[Entries from a pointing dataset]
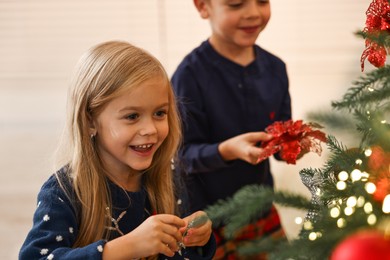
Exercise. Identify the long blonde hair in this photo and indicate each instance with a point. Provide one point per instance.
(103, 73)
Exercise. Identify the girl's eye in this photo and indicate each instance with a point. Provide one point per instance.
(161, 113)
(235, 5)
(132, 116)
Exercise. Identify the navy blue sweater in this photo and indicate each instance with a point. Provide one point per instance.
(55, 224)
(219, 99)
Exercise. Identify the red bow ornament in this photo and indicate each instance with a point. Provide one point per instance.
(292, 140)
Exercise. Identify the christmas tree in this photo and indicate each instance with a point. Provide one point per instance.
(348, 213)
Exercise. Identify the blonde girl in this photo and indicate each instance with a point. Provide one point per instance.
(114, 198)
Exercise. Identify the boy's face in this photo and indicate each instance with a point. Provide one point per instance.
(237, 23)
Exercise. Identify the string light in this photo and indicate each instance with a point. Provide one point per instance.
(307, 225)
(356, 175)
(351, 201)
(368, 152)
(334, 212)
(341, 223)
(371, 219)
(370, 187)
(343, 176)
(341, 185)
(348, 211)
(312, 236)
(368, 208)
(360, 201)
(386, 204)
(298, 220)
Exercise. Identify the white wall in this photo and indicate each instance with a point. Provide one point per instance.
(41, 40)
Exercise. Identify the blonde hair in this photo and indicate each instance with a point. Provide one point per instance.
(102, 74)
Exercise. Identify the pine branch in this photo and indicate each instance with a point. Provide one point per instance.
(252, 200)
(289, 199)
(371, 88)
(337, 121)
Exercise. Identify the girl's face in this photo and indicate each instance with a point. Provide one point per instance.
(236, 23)
(132, 127)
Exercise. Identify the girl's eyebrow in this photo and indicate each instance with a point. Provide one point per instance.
(166, 104)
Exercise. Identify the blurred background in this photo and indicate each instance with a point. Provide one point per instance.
(41, 41)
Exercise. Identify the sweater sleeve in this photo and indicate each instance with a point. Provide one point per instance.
(55, 229)
(197, 154)
(198, 253)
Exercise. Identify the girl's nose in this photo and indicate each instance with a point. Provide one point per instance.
(252, 10)
(147, 128)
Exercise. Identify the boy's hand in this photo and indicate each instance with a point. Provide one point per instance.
(198, 229)
(244, 147)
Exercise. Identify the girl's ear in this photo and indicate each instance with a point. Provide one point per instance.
(92, 126)
(201, 5)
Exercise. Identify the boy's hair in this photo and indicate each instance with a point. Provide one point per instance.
(104, 73)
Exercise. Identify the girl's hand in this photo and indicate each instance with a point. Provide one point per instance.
(198, 235)
(157, 234)
(244, 147)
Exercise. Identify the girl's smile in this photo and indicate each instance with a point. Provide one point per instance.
(131, 128)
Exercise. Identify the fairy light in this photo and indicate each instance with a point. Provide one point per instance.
(341, 185)
(368, 208)
(334, 212)
(298, 220)
(356, 175)
(348, 211)
(368, 152)
(351, 201)
(360, 201)
(371, 219)
(386, 204)
(370, 187)
(343, 176)
(364, 176)
(312, 236)
(307, 225)
(341, 223)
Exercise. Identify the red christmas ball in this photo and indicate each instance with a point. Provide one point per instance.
(363, 245)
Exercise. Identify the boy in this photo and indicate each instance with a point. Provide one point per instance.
(230, 90)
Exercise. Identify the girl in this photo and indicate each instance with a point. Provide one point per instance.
(114, 198)
(232, 89)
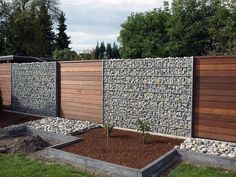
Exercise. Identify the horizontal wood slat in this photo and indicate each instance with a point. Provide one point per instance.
(5, 84)
(215, 98)
(81, 90)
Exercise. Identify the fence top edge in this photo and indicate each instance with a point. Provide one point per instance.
(80, 61)
(214, 57)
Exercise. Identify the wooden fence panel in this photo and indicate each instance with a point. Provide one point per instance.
(81, 90)
(5, 84)
(215, 98)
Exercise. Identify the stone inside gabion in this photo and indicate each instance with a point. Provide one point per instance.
(158, 91)
(219, 148)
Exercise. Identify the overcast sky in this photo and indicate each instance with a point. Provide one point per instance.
(89, 21)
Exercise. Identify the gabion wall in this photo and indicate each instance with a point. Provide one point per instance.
(34, 88)
(158, 91)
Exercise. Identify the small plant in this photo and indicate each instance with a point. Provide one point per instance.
(143, 127)
(108, 128)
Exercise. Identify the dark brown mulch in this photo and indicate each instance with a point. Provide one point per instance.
(125, 147)
(8, 118)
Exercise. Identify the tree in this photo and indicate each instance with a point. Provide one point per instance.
(115, 51)
(109, 51)
(47, 36)
(188, 28)
(62, 40)
(97, 52)
(102, 50)
(65, 54)
(145, 35)
(26, 27)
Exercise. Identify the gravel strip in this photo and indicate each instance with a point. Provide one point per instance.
(58, 125)
(219, 148)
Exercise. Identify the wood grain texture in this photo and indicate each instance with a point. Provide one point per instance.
(80, 90)
(215, 98)
(5, 84)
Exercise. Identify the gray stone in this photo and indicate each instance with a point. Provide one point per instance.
(34, 88)
(157, 91)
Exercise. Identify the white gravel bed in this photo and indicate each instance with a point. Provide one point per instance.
(59, 125)
(219, 148)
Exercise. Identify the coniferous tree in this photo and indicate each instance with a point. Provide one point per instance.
(109, 51)
(62, 40)
(97, 51)
(102, 50)
(115, 51)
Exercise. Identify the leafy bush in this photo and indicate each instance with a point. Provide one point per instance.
(108, 127)
(143, 127)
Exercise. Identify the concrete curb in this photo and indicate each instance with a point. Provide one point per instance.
(152, 169)
(208, 160)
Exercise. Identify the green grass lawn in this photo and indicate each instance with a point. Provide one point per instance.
(12, 165)
(189, 170)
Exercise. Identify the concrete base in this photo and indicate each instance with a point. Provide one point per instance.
(208, 160)
(153, 169)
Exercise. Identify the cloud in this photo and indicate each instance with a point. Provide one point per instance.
(99, 20)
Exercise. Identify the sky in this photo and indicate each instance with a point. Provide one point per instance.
(89, 21)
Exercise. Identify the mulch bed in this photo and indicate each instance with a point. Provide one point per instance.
(125, 147)
(8, 118)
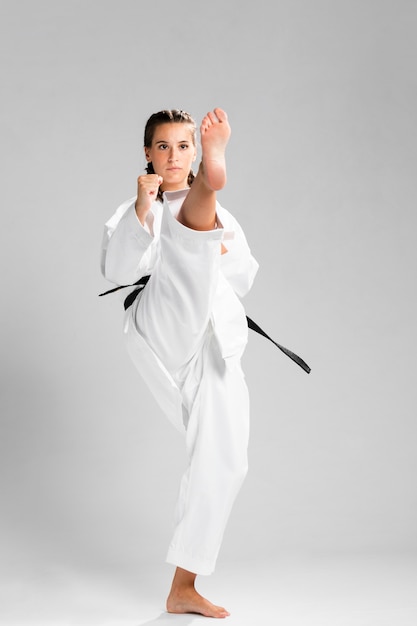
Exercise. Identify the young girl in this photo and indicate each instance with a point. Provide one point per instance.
(186, 330)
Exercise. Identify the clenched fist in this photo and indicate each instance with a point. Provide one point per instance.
(148, 186)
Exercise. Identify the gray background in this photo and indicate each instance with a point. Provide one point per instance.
(322, 97)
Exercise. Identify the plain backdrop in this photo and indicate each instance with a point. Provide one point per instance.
(322, 99)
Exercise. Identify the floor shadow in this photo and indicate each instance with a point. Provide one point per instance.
(170, 619)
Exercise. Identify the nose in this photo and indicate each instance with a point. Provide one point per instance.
(172, 154)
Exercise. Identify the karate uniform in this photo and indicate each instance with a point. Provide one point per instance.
(186, 333)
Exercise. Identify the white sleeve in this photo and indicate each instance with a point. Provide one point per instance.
(126, 252)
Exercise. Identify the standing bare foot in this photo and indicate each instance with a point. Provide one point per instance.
(215, 133)
(184, 598)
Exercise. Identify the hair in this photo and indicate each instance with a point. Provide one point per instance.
(167, 116)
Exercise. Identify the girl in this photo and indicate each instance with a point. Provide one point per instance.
(186, 330)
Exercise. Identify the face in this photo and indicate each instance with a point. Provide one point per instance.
(172, 154)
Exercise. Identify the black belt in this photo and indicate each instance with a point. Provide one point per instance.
(141, 283)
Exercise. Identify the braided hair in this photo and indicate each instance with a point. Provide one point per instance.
(164, 117)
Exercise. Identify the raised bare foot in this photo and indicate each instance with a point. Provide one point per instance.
(188, 600)
(215, 133)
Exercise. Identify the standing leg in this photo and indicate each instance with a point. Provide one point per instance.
(217, 441)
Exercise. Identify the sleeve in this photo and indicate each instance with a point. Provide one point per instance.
(238, 265)
(128, 247)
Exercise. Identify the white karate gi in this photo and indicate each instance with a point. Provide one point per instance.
(186, 333)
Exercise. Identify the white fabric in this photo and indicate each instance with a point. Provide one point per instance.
(186, 333)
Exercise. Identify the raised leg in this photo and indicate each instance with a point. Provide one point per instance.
(199, 208)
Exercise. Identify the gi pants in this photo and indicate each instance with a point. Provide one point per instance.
(179, 346)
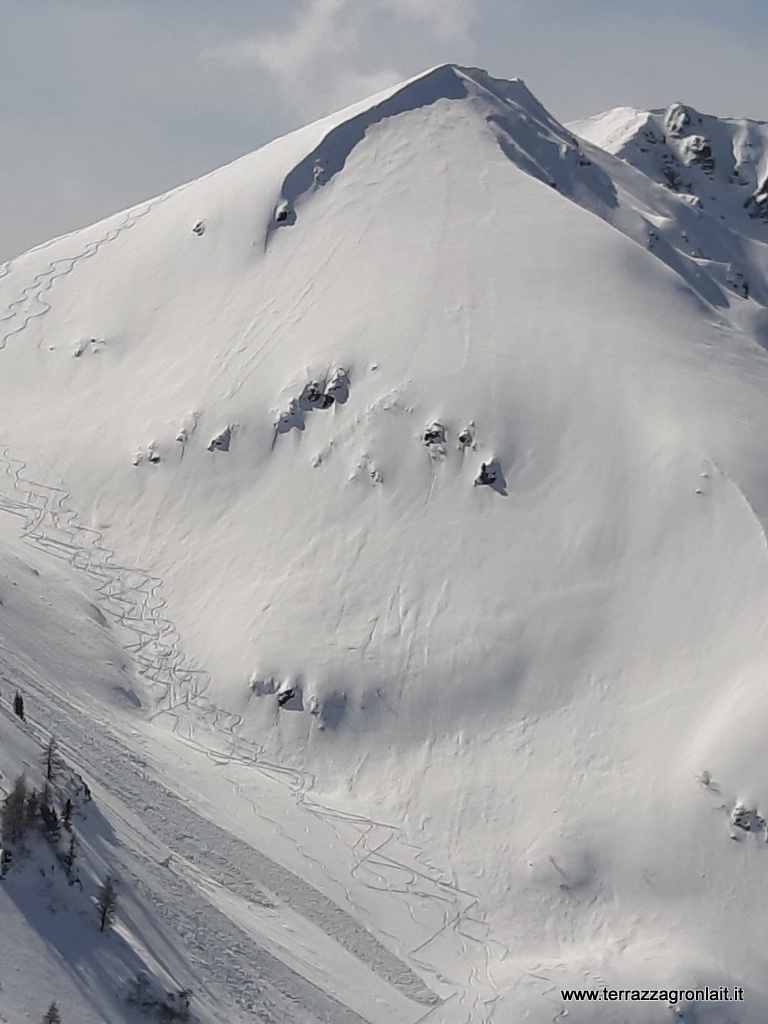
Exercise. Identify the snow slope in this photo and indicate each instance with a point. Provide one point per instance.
(506, 730)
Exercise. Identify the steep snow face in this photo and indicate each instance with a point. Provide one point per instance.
(427, 445)
(721, 165)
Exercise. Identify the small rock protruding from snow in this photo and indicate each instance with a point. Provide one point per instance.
(434, 435)
(290, 419)
(676, 120)
(315, 396)
(94, 344)
(487, 474)
(491, 475)
(222, 440)
(338, 385)
(289, 696)
(466, 438)
(757, 204)
(284, 213)
(749, 820)
(696, 150)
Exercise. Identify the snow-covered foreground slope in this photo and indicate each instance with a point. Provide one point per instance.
(414, 467)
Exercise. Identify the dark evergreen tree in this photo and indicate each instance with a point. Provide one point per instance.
(14, 813)
(71, 853)
(105, 901)
(33, 808)
(51, 760)
(52, 1015)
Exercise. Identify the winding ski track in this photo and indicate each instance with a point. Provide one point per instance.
(132, 598)
(43, 282)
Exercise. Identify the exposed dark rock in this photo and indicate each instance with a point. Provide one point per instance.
(697, 151)
(338, 386)
(221, 441)
(434, 435)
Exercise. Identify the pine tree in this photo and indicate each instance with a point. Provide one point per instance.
(71, 853)
(105, 901)
(14, 813)
(33, 808)
(52, 1015)
(51, 760)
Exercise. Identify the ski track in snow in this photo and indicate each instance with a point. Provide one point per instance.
(131, 598)
(243, 974)
(44, 281)
(385, 860)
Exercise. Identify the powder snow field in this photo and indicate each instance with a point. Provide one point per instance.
(387, 516)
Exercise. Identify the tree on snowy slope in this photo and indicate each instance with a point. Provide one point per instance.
(14, 813)
(105, 901)
(51, 760)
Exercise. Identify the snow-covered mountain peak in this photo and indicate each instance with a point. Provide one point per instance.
(411, 476)
(720, 164)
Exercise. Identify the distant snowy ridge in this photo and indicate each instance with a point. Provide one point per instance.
(397, 501)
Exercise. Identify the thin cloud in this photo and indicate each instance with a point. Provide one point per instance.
(336, 51)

# What you should do:
Pull out every line from the one with "Exercise. Identify the ski" to the end of the listing, and output only those.

# Written answer:
Exercise. Identify the ski track in snow in this photo and indicate each instance with a point. Provide one point per instance.
(131, 598)
(243, 974)
(44, 281)
(385, 860)
Exercise. Identify the powder snow field in this photo and indicate each instance with a point. Provide one point per instance.
(387, 516)
Exercise. Identify the tree on snowy slope in this photo and indicate each instance with a point. Provide one point per instance.
(14, 813)
(105, 901)
(51, 760)
Exercise. Identify the snow-covered mountain peak in this photo and indicate each instance with a point. Provide one point per instance.
(411, 476)
(720, 164)
Exercise. Identify the distant snowy ridge in this photo and indicate each instance with a point. Provide one point per instance.
(397, 501)
Exercise. Identify the thin cloud in this photo and indicate each instance with a point. Provide one point per instance.
(336, 51)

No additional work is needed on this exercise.